• **TEXT SECTION**:
# Which favorite old hardback books do you carefully preserve?



## markdamaroyd (Jul 16, 2010)

With the advent of eBooks, I’m curious to know which old, treasured hardback or paperback books we lovingly cherish and preserve on our bookshelves. Books like school prizes, Christmas and birthday presents from family. Among mine are ‘The Wind In The Willows’, … Well, let’s see.


----------



## The Hooded Claw (Oct 12, 2009)

Two copies of "Bambi", one a book-ization of the Disney movie with big colorful illustrations, and the other a copy of the actual novel, that were both owned by my father when he was a kid in the 1940s.

"Across the Ages", a world history textbook used by my mother's father when he was the first in our family to go to college.

A professional book related to my field from 1944 that I bought used for a few bucks on Amazon.com

"Peter and the Unlucky Rocket", a copy of the very first book I ever picked out and read on my own.  The one I read was a library copy, my current copy is another used book picked up for five dollars or so on Amazon.  Alas, the one I have now has a different cover than my original copy, but the illustrations inside are the same.  I remember seeing one of them as a first-grader, and it is very strange the different interpretation I put on it now.  It's a big, intentionally flashy picture of Peter "launching" a vinger and baking soda "rocket" as his mother walks onto the scene.  Back then I saw her as an incredibly old grownup, now she looks like she's barely out of high school, yet wearing a June Cleaver-style dress.


----------



## gryeates (Feb 28, 2011)

I've got a few but top of the list would be the Arkham House editions of H.P. Lovecraft's collected works.


----------



## markdamaroyd (Jul 16, 2010)

gryeates said:


> I've got a few but top of the list would be the Arkham House editions of H.P. Lovecraft's collected works.


 Now those I don't have.


----------



## Jane917 (Dec 29, 2009)

I carefully preserved my Nancy Drew books, including a few copies that belonged to my mother (now 89), but alas, they have gone to a good home of a real Nancy Drew fan (a KB member) who has sworn to care for them forever. I also have the complete Book House set from my mother's childhood.

• **EXERCISE REQUIREMENTS**:
Answer these questions about the thread on preserved books above:
(a) Which editions of H.P. Lovecraft's collected works does gryeates put at the top of the list?
(b) What was the title of the world history textbook used by The Hooded Claw's mother's father?
(c) Which complete set from her mother's childhood does Jane917 have?

Dataset excerpts on object pointing
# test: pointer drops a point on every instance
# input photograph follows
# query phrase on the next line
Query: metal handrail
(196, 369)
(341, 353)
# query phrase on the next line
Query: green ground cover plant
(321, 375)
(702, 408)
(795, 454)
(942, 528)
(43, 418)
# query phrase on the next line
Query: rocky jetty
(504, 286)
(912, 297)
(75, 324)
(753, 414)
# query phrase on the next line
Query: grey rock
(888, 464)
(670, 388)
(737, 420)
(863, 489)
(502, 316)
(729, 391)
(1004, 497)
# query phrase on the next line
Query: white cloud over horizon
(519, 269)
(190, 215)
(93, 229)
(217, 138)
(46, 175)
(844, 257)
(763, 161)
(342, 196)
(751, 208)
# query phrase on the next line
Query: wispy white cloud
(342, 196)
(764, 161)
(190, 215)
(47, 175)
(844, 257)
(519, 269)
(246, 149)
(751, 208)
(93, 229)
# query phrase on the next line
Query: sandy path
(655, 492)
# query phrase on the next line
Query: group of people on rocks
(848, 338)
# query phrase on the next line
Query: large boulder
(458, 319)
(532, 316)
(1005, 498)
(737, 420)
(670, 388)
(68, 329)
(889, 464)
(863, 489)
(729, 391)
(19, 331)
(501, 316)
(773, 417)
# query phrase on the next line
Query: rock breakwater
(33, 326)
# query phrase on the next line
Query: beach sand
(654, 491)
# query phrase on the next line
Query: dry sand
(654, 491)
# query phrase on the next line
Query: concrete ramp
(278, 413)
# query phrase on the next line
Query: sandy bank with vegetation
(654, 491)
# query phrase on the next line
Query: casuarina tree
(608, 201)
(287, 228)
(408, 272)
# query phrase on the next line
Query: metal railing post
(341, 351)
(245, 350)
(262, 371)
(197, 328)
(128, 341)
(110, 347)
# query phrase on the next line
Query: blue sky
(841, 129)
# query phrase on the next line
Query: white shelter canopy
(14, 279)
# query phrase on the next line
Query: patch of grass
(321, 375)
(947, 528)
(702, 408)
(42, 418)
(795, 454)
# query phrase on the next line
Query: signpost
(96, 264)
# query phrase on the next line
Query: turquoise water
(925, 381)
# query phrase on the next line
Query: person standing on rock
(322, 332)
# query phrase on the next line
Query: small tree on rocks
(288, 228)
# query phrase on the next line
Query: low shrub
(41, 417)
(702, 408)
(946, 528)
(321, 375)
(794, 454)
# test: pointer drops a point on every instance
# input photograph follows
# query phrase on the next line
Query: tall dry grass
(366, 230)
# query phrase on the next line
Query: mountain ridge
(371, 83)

• **EXERCISE RESULT**:
(a) The Arkham House editions.
(b) "Across the Ages."
(c) The Book House set.